=== Excerpted passage ===
-- begin --

If you had to be stuck in an endlessly repeating day, this one wouldn't be a bad one to do over and over. It was clear and not too cold on my run this morning, and I'll be home until tonight, when I'll get to go play Puccini for two and a half hours. It shouldn't be a bad day at all.
There's a rocket ship in my library, currently. We built it last night using Discovery Kids construction something-or-others. They're kind of like really big tinkertoys, and I think you're supposed to use them to make forts. They were a Christmas present (I don't remember who from) and we enforced J's hard to sell but wise policy of storing them until the middle of the bleak midwinter so that they would be fully appreciated and also break up the monotony of stuck-inside life. So far we've built an igloo, a schoolhouse, and now the rocket. At James' direction we put a snowshaker (your guess is as good as mine) inside the rocket, and also a needle with an antenna ball at the top. You know, so the rocket can receive FM radio signals in space.

-- end --

=== Set problem ===
Write out the part of the rocket-ship post starting with "If you had to" and going on through "day at all.", word for word.

=== Data section ===
-- begin --

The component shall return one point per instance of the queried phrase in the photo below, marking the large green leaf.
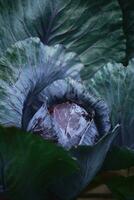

-- end --

=== Result ===
If you had to be stuck in an endlessly repeating day, this one wouldn't be a bad one to do over and over. It was clear and not too cold on my run this morning, and I'll be home until tonight, when I'll get to go play Puccini for two and a half hours. It shouldn't be a bad day at all.